**** Material for this exercise
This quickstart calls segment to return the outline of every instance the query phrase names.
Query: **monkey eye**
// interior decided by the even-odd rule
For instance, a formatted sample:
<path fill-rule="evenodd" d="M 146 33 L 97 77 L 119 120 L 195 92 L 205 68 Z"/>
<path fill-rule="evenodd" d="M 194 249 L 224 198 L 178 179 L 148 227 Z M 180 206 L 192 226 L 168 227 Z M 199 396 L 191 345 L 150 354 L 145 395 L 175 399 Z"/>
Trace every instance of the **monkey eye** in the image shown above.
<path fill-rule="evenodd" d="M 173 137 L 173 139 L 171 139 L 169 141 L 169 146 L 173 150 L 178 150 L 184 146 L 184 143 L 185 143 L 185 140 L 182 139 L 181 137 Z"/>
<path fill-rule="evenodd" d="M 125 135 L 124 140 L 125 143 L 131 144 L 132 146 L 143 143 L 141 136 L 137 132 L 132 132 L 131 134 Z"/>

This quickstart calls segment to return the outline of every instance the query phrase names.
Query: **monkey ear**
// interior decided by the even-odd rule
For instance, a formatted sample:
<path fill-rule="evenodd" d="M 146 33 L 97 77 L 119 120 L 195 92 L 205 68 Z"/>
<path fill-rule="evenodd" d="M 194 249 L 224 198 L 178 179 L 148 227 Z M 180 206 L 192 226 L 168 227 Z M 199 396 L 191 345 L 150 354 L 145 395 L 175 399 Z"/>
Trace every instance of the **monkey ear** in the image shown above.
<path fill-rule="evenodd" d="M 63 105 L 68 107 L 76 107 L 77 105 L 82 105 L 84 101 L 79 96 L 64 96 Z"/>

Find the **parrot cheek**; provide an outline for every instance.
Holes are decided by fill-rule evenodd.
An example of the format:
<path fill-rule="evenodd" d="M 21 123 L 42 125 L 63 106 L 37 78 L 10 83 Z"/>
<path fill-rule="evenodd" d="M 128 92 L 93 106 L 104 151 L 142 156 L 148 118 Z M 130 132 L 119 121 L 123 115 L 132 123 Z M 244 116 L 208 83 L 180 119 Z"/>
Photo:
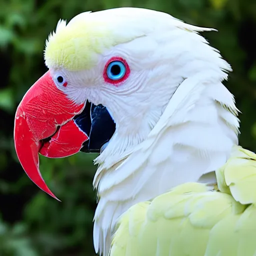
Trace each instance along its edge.
<path fill-rule="evenodd" d="M 48 158 L 65 158 L 80 152 L 88 139 L 74 120 L 60 127 L 50 140 L 44 142 L 39 152 Z"/>

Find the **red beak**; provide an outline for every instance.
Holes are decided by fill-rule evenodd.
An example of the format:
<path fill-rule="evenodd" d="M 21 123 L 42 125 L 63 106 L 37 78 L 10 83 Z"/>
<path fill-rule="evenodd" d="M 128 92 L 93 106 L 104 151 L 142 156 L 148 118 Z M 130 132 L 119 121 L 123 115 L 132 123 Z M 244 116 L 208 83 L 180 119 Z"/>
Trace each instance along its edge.
<path fill-rule="evenodd" d="M 28 90 L 16 112 L 14 140 L 18 160 L 28 177 L 56 199 L 40 173 L 38 154 L 60 158 L 79 152 L 88 136 L 72 119 L 84 106 L 68 99 L 48 71 Z"/>

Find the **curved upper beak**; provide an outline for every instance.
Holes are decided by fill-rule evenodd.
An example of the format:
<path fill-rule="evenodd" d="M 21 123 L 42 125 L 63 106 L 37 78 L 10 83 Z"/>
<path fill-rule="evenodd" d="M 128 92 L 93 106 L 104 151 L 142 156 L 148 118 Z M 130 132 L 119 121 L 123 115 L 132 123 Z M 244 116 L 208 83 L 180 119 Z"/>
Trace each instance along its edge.
<path fill-rule="evenodd" d="M 70 100 L 57 88 L 48 71 L 30 88 L 18 106 L 15 148 L 28 177 L 58 199 L 41 176 L 38 153 L 56 158 L 80 150 L 99 152 L 115 130 L 105 107 L 88 102 L 78 104 Z"/>
<path fill-rule="evenodd" d="M 42 154 L 48 156 L 48 152 L 50 156 L 54 157 L 52 149 L 47 146 L 44 140 L 54 134 L 57 131 L 60 134 L 60 138 L 62 138 L 62 127 L 65 126 L 72 129 L 73 132 L 76 132 L 76 126 L 72 127 L 72 122 L 68 124 L 69 121 L 80 113 L 84 106 L 85 103 L 78 104 L 69 100 L 56 88 L 48 71 L 28 91 L 16 112 L 14 140 L 18 160 L 30 178 L 54 198 L 56 197 L 48 188 L 40 174 L 38 153 L 42 151 Z M 77 127 L 76 128 L 76 132 L 79 132 Z M 68 153 L 60 150 L 60 154 L 57 156 L 69 156 L 80 150 L 84 141 L 88 140 L 88 136 L 84 133 L 76 134 L 74 135 L 78 134 L 82 137 L 80 140 L 83 140 L 80 142 L 80 146 L 70 148 L 72 152 Z M 65 138 L 68 140 L 66 136 Z M 63 148 L 60 146 L 60 150 Z"/>

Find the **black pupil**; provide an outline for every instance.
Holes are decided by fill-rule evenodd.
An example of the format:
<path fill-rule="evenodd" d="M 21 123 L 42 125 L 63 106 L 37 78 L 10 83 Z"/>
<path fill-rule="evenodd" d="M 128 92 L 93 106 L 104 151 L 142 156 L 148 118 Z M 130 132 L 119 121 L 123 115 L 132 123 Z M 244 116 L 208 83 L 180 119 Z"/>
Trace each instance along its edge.
<path fill-rule="evenodd" d="M 62 76 L 58 76 L 57 78 L 57 81 L 58 82 L 62 82 L 64 80 L 63 79 L 63 78 Z"/>
<path fill-rule="evenodd" d="M 118 76 L 121 72 L 121 68 L 118 65 L 113 65 L 111 67 L 110 71 L 114 76 Z"/>

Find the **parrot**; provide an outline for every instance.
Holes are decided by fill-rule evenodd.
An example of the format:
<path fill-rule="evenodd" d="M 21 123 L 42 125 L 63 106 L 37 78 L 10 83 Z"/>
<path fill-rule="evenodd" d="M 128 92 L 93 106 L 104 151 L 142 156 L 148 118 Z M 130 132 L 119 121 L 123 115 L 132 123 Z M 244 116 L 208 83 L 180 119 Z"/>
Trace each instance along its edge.
<path fill-rule="evenodd" d="M 103 256 L 256 255 L 256 156 L 239 146 L 231 66 L 168 14 L 118 8 L 60 20 L 48 68 L 17 108 L 14 142 L 54 198 L 38 154 L 98 153 L 94 243 Z"/>

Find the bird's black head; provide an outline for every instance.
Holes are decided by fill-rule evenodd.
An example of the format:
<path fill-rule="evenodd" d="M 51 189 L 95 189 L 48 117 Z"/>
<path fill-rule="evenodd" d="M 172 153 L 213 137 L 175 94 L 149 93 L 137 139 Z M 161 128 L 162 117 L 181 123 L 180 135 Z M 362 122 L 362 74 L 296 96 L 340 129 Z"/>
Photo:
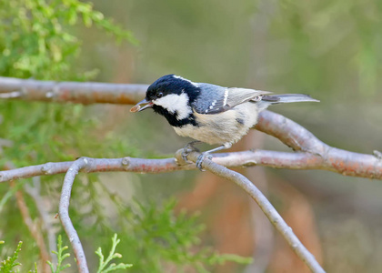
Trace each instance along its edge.
<path fill-rule="evenodd" d="M 166 75 L 148 86 L 146 98 L 130 111 L 153 108 L 173 126 L 194 123 L 191 103 L 199 96 L 198 84 L 175 75 Z M 145 105 L 141 107 L 141 105 Z"/>
<path fill-rule="evenodd" d="M 156 99 L 167 95 L 187 94 L 191 102 L 193 102 L 199 93 L 197 84 L 193 83 L 174 74 L 166 75 L 156 80 L 147 88 L 146 99 L 155 101 Z"/>

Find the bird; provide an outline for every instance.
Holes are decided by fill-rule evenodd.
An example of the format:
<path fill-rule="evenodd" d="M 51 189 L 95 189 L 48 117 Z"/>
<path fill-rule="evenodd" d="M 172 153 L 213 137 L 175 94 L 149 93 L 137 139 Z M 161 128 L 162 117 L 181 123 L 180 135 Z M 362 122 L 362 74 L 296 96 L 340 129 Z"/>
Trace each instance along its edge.
<path fill-rule="evenodd" d="M 219 145 L 197 157 L 196 167 L 203 170 L 203 161 L 211 159 L 211 153 L 239 141 L 256 124 L 261 111 L 271 105 L 292 102 L 319 100 L 305 94 L 273 95 L 268 91 L 195 83 L 170 74 L 150 85 L 146 97 L 130 111 L 152 108 L 167 120 L 177 135 L 196 139 L 184 148 L 182 157 L 186 161 L 196 143 Z"/>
********
◆ Your instructions: Resize the data between the lines holding "Find the **curved" and "42 154 L 48", inclusive, by writing those lines out again with the requests included. Multiply every coordinate in the answer outlines by 1.75 and round to whole numbers, halves up, but leave the numbers in the requests and their format samples unchanged.

◆ Finished answer:
Find the **curved upper beak**; provide an outline for every instance.
Holes are decided by fill-rule evenodd.
An example of the format:
<path fill-rule="evenodd" d="M 21 123 L 42 125 L 63 106 L 37 78 L 10 83 Z"/>
<path fill-rule="evenodd" d="M 128 92 L 93 106 L 104 151 L 142 156 L 148 118 Z M 130 132 L 119 121 L 123 115 L 132 123 Z M 244 116 L 208 83 L 180 119 Z"/>
Trace each instance along its edge.
<path fill-rule="evenodd" d="M 123 175 L 100 154 L 84 124 L 53 154 L 32 186 L 26 259 L 49 310 L 102 348 L 72 308 L 67 268 L 98 277 L 140 263 L 173 266 L 201 228 L 184 187 L 154 179 L 137 182 Z"/>
<path fill-rule="evenodd" d="M 74 270 L 84 273 L 84 266 L 88 273 L 95 275 L 91 261 L 82 256 L 77 245 L 95 235 L 100 229 L 105 235 L 105 242 L 109 242 L 109 222 L 114 221 L 126 226 L 128 231 L 133 231 L 133 221 L 126 222 L 126 214 L 119 217 L 121 212 L 140 198 L 147 186 L 149 180 L 137 182 L 121 175 L 98 154 L 84 124 L 49 159 L 28 196 L 25 245 L 32 280 L 53 312 L 95 347 L 98 345 L 84 329 L 70 305 L 67 268 L 74 264 Z M 135 222 L 133 224 L 133 231 L 138 231 Z M 119 268 L 105 263 L 105 270 L 100 273 L 121 273 L 140 263 L 147 247 L 154 245 L 154 238 L 147 233 L 133 235 L 130 236 L 137 235 L 144 240 L 140 245 L 145 245 L 140 249 L 140 256 L 123 259 L 126 266 Z M 114 242 L 119 245 L 116 238 Z M 110 259 L 105 256 L 105 263 Z"/>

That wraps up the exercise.